**Task details**. Whenever a line in the data holds the string "below", pull that line out.

── Supplied entries ──

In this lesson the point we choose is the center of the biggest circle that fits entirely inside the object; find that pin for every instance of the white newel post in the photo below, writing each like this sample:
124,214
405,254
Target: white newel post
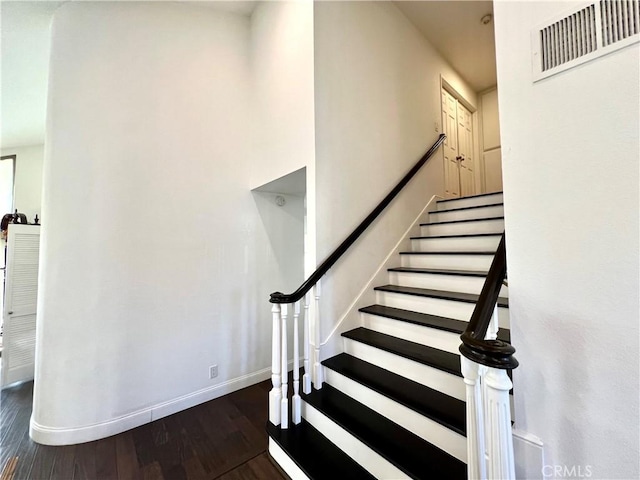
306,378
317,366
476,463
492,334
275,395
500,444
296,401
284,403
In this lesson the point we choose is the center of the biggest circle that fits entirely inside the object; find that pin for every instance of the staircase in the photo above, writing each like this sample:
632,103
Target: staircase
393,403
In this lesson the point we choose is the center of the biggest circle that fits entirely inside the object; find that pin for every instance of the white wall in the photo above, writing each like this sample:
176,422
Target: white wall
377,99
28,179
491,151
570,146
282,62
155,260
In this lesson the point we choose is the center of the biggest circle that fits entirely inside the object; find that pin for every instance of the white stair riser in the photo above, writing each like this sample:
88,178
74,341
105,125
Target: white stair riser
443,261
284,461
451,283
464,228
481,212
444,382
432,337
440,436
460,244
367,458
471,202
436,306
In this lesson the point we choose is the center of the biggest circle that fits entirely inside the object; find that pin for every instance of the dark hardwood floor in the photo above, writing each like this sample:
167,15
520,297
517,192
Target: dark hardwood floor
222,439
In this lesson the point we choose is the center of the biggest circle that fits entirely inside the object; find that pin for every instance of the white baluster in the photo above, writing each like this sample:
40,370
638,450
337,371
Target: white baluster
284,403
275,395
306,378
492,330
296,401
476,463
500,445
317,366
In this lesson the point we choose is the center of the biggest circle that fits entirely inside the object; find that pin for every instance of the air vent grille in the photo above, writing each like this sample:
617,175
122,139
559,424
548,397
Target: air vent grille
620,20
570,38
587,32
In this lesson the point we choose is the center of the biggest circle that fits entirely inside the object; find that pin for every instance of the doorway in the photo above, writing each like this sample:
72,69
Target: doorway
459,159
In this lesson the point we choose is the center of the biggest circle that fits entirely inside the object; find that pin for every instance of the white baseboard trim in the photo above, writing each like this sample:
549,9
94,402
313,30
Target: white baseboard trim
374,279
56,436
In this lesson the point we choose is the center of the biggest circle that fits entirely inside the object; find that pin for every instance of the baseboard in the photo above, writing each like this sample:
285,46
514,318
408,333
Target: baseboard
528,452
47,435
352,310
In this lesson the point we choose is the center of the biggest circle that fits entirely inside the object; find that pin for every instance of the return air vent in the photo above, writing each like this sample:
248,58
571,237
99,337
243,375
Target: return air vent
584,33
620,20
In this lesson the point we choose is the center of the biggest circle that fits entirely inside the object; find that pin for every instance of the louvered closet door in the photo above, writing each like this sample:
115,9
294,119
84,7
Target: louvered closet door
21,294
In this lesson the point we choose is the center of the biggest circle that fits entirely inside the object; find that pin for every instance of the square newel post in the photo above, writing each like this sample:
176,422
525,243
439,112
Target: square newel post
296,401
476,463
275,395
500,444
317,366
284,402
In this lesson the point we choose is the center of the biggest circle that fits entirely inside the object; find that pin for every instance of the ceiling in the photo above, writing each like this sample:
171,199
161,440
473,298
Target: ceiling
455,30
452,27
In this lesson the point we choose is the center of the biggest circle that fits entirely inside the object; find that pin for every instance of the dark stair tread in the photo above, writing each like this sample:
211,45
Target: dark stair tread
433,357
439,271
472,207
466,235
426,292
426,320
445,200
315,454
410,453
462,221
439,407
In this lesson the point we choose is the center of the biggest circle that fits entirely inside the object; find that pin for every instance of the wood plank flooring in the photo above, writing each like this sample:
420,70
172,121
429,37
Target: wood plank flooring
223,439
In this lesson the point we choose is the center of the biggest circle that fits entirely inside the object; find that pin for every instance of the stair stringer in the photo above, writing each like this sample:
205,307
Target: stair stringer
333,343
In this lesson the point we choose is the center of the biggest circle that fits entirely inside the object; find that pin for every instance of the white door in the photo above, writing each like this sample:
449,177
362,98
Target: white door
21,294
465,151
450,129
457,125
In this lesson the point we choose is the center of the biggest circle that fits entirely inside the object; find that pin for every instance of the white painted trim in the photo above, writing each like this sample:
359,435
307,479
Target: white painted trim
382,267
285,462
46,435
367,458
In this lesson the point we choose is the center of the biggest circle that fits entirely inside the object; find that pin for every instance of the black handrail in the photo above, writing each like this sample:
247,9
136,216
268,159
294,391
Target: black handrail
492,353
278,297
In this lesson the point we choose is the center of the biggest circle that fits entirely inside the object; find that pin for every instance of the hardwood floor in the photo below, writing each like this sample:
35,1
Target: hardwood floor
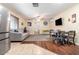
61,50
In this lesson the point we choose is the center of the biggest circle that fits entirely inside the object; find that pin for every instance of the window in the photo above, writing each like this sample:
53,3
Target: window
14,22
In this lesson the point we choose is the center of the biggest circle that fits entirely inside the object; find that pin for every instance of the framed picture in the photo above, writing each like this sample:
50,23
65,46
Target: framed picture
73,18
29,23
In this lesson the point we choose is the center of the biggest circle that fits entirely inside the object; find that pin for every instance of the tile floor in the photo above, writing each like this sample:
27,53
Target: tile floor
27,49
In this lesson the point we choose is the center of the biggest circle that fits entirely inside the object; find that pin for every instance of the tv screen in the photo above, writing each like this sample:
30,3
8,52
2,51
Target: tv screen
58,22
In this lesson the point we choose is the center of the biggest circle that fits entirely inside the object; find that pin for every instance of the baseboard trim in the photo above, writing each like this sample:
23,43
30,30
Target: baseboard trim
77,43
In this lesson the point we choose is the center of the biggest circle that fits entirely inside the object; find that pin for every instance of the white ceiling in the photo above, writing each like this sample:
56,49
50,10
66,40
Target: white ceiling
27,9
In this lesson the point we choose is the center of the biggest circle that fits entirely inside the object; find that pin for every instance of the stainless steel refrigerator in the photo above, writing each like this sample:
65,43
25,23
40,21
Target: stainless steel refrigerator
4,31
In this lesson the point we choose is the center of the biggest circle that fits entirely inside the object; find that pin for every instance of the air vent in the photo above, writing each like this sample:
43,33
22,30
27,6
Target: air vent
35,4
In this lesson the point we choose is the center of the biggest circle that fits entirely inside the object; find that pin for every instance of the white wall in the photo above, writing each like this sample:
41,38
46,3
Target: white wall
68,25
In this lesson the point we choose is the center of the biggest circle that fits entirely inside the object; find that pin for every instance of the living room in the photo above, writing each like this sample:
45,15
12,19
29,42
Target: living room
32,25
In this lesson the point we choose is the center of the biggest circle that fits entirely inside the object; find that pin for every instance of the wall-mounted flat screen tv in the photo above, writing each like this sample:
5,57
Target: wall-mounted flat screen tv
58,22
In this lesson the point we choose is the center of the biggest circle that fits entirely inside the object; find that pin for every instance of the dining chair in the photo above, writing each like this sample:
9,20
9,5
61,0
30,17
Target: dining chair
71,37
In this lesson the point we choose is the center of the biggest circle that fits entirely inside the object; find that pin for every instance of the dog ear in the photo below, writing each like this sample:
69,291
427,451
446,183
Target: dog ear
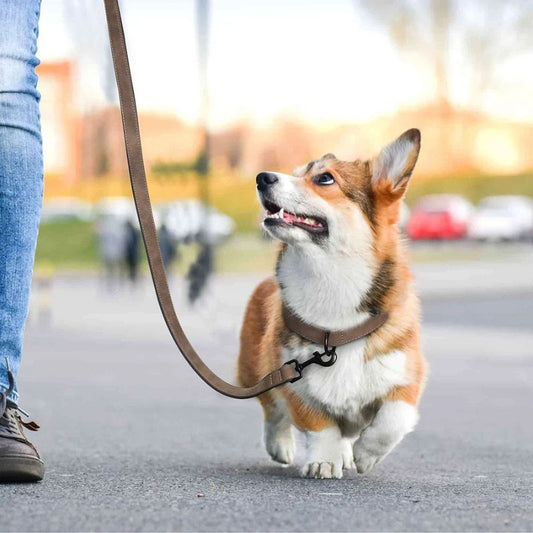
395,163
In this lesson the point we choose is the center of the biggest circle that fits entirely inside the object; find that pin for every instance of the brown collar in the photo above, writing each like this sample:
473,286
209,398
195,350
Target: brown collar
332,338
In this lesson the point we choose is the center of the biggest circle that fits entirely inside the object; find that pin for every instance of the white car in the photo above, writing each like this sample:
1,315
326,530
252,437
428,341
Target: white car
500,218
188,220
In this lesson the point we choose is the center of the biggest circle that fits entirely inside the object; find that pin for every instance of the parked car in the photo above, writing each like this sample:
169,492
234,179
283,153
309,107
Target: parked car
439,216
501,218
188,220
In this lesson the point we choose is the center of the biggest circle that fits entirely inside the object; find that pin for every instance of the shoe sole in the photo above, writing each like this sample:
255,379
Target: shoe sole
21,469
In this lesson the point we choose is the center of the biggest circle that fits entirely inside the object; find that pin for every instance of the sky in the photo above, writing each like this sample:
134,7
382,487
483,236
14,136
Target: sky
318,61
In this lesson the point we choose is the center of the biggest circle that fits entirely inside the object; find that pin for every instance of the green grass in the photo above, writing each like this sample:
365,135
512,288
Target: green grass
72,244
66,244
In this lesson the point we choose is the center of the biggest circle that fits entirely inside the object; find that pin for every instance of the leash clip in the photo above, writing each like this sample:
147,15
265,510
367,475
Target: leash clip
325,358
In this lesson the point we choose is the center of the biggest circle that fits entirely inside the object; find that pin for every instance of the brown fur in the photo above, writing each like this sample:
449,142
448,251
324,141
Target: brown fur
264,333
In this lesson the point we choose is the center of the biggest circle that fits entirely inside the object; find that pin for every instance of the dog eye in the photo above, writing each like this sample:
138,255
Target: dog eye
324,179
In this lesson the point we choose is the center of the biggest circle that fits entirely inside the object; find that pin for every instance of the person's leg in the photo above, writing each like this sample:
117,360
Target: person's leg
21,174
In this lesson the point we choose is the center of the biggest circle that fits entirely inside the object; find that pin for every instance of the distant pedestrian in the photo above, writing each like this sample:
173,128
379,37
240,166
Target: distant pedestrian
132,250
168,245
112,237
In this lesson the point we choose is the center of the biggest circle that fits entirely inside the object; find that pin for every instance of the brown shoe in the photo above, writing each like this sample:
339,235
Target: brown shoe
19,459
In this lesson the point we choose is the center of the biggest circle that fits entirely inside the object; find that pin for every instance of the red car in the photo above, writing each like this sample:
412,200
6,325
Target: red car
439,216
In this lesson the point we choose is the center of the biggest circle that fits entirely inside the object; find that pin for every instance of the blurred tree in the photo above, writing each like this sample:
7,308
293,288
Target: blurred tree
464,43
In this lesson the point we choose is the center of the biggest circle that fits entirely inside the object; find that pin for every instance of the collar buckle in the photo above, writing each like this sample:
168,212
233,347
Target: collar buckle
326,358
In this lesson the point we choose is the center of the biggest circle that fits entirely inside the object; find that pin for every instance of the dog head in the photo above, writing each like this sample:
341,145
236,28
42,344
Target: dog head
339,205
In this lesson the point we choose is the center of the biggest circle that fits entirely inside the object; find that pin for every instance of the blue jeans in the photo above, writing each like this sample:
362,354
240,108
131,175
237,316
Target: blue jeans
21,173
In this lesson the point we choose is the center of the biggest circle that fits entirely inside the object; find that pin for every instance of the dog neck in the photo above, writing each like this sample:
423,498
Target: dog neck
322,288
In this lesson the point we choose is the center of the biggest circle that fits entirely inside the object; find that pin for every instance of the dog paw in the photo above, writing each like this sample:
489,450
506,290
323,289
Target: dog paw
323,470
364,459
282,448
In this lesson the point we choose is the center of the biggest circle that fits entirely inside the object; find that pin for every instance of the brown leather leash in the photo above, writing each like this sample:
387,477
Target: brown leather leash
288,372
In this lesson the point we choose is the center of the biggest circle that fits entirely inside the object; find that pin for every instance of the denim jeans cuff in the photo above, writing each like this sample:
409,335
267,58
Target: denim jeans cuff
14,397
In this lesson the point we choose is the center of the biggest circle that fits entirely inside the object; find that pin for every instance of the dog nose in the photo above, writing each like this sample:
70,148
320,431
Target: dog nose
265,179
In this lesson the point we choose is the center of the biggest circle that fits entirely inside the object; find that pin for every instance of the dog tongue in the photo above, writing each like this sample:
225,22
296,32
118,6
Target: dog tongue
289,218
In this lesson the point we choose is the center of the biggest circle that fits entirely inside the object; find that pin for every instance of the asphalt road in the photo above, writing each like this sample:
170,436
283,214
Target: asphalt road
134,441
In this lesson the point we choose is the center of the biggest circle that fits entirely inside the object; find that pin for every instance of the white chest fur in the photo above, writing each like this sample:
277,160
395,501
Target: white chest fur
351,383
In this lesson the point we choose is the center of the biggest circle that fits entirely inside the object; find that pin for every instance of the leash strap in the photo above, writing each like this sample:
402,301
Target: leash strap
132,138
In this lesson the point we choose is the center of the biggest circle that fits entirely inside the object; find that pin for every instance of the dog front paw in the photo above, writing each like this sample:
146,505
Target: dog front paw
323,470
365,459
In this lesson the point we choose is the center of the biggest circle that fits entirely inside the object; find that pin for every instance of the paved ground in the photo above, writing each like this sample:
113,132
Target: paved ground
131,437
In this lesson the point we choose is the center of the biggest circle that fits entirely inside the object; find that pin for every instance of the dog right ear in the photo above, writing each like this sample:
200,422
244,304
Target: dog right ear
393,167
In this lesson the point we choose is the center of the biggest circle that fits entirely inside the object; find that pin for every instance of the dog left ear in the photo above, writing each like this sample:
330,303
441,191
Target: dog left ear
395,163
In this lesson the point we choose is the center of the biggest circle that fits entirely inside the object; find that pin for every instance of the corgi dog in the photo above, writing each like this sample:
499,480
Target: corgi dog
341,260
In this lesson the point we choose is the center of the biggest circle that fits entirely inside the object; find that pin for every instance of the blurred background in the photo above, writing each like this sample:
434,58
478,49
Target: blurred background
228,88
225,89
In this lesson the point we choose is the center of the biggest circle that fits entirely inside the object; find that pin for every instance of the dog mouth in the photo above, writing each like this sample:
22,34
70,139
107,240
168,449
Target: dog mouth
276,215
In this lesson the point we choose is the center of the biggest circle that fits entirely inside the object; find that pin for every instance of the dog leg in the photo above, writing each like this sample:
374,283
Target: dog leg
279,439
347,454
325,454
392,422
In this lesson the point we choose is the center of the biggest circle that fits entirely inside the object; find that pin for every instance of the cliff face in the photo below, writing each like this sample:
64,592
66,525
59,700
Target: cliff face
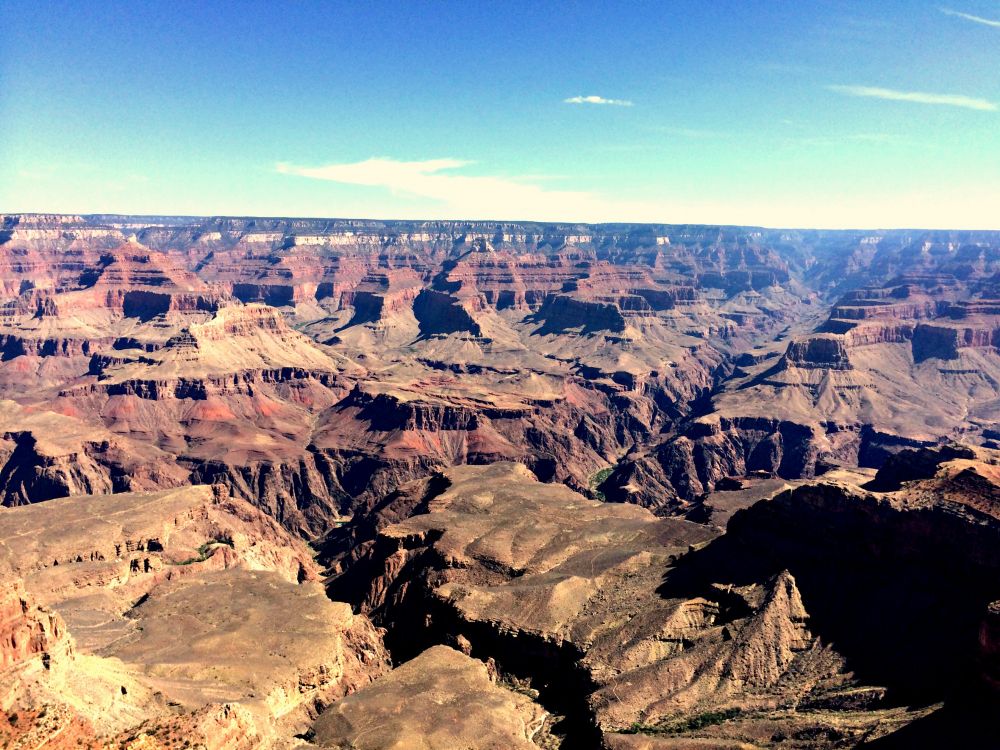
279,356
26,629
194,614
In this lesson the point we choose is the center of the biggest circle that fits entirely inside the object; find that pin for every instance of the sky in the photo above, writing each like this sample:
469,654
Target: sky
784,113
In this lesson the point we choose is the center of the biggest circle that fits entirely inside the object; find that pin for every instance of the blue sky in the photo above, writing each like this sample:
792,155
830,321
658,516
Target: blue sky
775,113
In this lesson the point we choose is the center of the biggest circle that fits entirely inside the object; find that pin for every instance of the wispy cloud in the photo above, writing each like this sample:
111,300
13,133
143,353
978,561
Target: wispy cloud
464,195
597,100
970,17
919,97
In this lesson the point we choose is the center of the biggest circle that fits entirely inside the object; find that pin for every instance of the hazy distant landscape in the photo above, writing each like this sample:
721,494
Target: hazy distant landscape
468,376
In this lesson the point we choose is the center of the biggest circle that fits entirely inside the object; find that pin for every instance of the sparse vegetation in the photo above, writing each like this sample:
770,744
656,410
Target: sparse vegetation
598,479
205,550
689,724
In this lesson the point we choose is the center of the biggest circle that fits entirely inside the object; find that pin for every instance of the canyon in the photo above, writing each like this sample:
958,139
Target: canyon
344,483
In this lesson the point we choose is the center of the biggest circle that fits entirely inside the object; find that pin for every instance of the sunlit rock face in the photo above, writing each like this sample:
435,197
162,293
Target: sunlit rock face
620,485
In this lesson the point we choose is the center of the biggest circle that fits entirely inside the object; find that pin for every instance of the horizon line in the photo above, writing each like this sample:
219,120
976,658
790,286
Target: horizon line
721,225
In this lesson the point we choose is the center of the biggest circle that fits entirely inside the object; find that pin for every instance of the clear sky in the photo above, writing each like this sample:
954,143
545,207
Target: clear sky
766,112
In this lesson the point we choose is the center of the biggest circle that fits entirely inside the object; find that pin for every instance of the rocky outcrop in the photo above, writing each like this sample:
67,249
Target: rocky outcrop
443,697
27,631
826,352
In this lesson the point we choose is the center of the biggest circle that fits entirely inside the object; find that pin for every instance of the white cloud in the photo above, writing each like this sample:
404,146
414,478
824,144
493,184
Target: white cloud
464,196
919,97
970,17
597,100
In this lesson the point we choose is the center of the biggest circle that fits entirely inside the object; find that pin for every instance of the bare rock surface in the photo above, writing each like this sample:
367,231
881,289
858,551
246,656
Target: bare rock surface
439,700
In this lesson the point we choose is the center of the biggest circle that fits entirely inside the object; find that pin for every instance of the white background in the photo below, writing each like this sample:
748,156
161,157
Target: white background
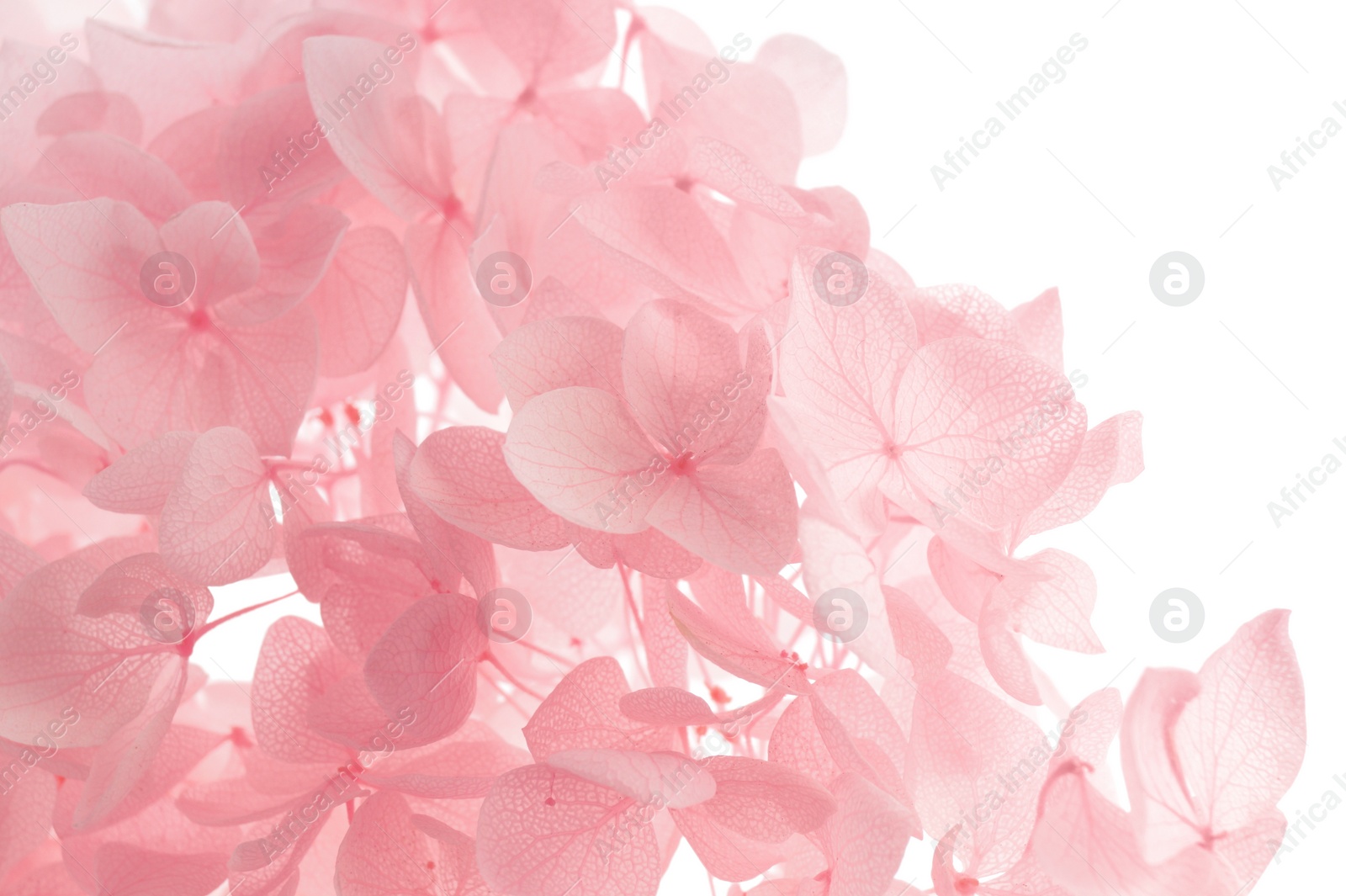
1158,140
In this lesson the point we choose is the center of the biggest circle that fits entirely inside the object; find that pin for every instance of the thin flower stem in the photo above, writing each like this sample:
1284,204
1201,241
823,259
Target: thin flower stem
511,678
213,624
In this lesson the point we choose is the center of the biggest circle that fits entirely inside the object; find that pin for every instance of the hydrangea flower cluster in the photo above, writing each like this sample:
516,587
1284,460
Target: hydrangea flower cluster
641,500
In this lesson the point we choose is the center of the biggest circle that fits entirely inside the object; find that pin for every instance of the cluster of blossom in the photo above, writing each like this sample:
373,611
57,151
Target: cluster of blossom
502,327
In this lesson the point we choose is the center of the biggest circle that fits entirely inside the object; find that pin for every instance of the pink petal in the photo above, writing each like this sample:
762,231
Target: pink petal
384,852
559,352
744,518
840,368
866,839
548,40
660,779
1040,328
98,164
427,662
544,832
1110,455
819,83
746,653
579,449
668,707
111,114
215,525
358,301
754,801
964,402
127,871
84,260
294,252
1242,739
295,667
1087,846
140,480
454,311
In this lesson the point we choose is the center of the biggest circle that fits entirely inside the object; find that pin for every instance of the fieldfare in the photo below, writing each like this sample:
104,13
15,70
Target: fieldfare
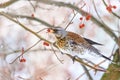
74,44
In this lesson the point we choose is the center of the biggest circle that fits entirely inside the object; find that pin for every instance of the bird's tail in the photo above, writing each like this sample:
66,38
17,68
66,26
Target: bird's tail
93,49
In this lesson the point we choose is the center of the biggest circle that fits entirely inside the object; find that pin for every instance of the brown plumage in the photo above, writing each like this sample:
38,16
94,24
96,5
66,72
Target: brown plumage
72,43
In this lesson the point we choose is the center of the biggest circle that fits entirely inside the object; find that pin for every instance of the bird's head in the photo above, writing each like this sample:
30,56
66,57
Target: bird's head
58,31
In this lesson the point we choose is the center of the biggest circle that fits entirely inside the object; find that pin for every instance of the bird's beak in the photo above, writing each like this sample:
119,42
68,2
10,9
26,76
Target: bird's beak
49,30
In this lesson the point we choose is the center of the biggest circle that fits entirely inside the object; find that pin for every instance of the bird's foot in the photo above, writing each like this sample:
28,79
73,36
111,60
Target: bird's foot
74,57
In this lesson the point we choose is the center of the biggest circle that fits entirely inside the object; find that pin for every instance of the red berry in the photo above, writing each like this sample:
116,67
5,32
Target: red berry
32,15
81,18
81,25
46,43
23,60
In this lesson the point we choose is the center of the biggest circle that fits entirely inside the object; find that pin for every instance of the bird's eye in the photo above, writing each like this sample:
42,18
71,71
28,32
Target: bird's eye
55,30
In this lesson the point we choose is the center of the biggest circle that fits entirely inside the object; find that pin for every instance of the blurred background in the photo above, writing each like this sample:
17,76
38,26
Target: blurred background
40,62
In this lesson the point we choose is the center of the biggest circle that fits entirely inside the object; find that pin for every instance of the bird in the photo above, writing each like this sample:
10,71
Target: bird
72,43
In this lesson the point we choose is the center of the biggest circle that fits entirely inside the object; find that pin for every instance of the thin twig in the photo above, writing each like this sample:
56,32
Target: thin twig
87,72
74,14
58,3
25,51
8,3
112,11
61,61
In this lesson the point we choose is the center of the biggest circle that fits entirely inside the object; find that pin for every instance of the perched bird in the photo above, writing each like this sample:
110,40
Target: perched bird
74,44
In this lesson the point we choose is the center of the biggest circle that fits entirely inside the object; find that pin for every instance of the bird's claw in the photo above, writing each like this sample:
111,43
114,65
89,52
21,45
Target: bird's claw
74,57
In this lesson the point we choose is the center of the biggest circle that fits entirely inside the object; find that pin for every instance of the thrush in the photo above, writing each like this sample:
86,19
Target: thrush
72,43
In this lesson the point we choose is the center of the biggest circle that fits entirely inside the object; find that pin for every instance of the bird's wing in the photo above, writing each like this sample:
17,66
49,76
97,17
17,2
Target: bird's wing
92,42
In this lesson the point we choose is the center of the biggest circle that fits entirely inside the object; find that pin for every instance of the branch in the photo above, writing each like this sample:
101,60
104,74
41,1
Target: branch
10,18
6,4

───

**Solution**.
In this lesson the point we choose is the center of the biggest circle that fits entirely inside the object; find that pin for every instance of the white newel post in the photo below, writing each like this sample:
In this lesson the point we choose is the center of the biggest circle that fits entirely inside the object; find that pin for every instance of the hardwood floor in the photo below, writing each like this sample:
In this lesson the point we choose is the center of the biggest circle that fits entirely inside the object; find that pin for every instance of the dog ear in the photo below, writing each like this sample:
In this lesson the point we choose is the center of the biggest circle that fits entirely inside the object; find that pin for every instance of the cliff face in the photo below, writing each like this sample:
In this lesson the point we choose is the center of the biggest circle that fits entirely inside the object; find that pin for every instance of the white background in the photo below, writing each like this sample:
In this lesson the point we choose is the center of the biggest circle that fits entirely inside the object; find that pin for every instance of the fieldfare in the photo below, writing each like this sample:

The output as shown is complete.